= What to produce =
Can you copy the records verbatim from their first line through the line that contains "x=155 y=173", with both ends included? Omit the pictures from your answer.

# Given entries start

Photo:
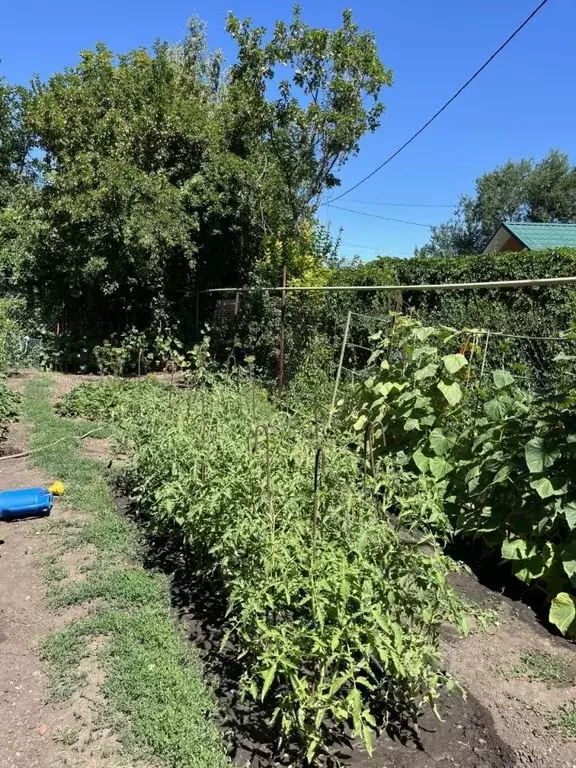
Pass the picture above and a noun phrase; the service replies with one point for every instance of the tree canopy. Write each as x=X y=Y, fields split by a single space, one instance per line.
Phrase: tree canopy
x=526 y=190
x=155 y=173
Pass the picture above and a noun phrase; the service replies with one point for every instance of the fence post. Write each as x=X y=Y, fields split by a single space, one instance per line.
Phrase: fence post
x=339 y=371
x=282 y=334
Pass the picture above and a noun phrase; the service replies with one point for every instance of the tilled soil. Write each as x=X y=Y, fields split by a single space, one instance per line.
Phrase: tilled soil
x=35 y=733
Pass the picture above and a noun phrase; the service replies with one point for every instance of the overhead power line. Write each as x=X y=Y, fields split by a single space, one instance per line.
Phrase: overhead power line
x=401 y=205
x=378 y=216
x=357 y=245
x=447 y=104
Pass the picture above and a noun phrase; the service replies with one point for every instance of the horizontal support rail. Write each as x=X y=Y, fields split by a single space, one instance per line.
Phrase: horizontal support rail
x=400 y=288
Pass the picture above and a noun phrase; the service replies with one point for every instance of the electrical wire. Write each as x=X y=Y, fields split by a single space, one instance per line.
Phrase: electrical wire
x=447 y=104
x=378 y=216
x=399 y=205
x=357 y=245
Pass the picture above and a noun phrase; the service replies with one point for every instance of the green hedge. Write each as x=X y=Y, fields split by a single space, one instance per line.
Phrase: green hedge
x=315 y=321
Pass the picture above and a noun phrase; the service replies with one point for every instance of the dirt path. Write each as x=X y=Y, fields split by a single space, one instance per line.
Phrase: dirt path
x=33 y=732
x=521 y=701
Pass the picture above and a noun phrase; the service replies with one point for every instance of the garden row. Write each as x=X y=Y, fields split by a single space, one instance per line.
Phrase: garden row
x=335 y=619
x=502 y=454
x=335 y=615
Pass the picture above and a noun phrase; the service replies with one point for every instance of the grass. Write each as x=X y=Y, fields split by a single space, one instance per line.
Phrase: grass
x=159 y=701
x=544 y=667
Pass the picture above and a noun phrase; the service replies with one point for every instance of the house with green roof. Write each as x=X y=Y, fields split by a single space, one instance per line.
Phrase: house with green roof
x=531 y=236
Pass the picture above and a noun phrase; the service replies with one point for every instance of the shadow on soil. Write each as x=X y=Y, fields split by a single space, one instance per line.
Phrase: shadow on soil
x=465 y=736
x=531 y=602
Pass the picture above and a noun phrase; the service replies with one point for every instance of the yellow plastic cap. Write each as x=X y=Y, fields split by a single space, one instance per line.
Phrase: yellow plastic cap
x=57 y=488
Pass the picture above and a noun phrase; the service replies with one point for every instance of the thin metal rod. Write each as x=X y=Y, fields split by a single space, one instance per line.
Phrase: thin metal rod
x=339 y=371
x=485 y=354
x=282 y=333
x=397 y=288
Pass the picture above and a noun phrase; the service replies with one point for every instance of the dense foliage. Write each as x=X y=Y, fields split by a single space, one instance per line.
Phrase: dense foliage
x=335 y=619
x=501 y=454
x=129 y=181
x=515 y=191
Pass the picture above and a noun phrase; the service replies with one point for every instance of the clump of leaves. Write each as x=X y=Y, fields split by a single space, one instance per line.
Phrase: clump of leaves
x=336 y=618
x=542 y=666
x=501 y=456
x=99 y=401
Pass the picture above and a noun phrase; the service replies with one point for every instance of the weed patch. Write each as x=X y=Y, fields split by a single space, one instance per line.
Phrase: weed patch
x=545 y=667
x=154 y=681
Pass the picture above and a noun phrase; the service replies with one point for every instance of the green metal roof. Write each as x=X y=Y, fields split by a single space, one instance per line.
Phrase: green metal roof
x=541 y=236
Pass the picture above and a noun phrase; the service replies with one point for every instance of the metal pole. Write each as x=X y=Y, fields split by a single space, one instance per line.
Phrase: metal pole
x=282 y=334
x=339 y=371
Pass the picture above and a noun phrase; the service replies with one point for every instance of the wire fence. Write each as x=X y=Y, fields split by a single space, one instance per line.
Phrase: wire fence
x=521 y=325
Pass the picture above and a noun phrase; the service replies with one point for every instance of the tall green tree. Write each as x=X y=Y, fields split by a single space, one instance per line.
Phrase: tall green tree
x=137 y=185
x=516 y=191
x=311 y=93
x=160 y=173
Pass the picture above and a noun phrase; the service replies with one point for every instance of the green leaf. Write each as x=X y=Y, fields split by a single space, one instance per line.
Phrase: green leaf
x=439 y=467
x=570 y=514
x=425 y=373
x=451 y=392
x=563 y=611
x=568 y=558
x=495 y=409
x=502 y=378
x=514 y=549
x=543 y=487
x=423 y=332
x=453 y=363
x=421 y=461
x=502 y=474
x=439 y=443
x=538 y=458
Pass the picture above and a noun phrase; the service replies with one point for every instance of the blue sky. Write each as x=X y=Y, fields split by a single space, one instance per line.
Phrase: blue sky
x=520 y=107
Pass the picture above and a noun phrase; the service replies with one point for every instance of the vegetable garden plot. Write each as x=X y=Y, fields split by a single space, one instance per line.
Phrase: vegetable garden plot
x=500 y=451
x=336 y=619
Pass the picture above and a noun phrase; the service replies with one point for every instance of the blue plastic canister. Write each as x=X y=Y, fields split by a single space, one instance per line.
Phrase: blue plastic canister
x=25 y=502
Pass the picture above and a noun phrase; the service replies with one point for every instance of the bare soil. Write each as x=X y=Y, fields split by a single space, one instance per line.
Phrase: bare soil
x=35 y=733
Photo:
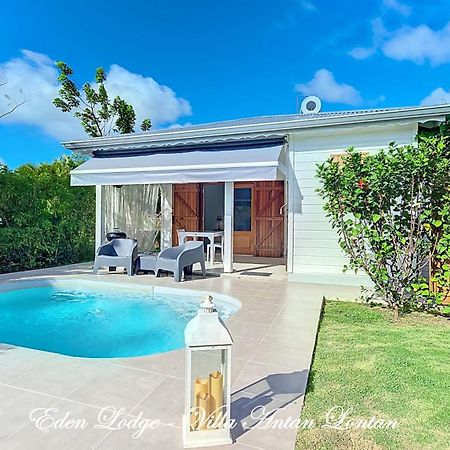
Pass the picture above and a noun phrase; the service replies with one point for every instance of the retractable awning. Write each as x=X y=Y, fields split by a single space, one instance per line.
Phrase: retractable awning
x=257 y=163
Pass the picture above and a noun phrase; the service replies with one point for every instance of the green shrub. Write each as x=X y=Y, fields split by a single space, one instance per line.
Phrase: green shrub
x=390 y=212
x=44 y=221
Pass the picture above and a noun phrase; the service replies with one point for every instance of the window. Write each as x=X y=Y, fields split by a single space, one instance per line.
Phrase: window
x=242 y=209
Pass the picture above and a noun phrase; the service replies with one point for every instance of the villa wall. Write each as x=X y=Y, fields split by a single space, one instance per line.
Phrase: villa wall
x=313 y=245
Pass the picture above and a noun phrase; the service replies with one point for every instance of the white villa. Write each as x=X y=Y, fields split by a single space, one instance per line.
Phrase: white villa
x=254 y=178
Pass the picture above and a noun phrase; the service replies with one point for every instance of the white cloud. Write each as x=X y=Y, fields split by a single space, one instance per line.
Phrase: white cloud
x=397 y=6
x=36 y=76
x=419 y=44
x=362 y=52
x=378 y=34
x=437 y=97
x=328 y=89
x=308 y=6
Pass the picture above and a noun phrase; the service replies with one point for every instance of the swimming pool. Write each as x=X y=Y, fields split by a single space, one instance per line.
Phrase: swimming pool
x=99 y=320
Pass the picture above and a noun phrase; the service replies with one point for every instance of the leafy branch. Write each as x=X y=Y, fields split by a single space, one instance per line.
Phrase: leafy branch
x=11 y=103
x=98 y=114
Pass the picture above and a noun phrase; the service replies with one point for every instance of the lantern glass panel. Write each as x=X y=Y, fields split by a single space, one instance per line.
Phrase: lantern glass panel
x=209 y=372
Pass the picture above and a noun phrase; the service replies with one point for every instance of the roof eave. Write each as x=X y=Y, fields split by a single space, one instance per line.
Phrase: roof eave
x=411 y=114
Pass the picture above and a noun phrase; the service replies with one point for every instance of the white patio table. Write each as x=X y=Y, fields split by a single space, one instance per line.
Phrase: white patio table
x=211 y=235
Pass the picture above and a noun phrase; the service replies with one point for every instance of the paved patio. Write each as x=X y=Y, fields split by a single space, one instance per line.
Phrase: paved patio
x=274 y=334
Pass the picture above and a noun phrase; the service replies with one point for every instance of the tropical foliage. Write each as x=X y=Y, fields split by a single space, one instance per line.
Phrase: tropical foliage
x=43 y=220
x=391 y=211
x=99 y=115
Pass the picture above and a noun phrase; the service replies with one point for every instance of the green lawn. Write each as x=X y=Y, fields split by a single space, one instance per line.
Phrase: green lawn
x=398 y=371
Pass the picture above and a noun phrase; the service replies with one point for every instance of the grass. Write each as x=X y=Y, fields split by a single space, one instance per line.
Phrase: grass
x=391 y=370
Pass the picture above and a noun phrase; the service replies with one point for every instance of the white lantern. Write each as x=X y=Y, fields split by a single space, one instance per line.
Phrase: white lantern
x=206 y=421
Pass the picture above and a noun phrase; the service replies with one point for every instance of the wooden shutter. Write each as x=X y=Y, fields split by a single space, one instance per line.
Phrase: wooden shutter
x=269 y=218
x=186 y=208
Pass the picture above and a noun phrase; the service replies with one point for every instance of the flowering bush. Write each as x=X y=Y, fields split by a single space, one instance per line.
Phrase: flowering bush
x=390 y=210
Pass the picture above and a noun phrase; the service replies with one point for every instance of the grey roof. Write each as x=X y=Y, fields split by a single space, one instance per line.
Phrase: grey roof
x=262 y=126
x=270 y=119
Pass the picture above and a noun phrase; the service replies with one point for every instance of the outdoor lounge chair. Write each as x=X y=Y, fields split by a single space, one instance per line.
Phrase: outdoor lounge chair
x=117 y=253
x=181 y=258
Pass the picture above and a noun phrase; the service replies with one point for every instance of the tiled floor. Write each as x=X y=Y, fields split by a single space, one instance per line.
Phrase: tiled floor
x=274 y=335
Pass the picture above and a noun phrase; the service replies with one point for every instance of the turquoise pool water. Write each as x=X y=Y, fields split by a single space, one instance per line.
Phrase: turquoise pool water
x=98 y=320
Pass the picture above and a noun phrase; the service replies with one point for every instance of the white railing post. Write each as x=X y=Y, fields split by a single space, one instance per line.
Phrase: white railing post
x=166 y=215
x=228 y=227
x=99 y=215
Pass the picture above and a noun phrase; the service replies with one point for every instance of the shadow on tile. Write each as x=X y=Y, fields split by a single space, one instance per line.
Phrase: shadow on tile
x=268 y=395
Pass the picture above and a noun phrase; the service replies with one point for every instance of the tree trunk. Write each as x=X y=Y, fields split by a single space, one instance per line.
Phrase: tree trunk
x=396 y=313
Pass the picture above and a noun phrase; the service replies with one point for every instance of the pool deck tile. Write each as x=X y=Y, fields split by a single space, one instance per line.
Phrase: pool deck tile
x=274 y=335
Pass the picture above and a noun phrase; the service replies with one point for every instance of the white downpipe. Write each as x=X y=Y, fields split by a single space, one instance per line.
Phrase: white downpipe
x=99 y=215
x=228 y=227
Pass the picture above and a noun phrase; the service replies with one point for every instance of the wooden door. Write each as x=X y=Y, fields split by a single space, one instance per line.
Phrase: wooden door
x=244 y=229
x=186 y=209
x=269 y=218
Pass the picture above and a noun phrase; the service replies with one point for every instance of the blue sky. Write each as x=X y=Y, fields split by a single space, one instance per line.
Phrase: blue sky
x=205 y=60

# Given entries end

= Task answer =
Photo:
Pass the picture above and a noun phrase; the service replies with one point for every instance of the tree canopy. Write each as x=X y=Y, fields split by a single space, one instance per line.
Phrase: tree canopy
x=526 y=190
x=155 y=173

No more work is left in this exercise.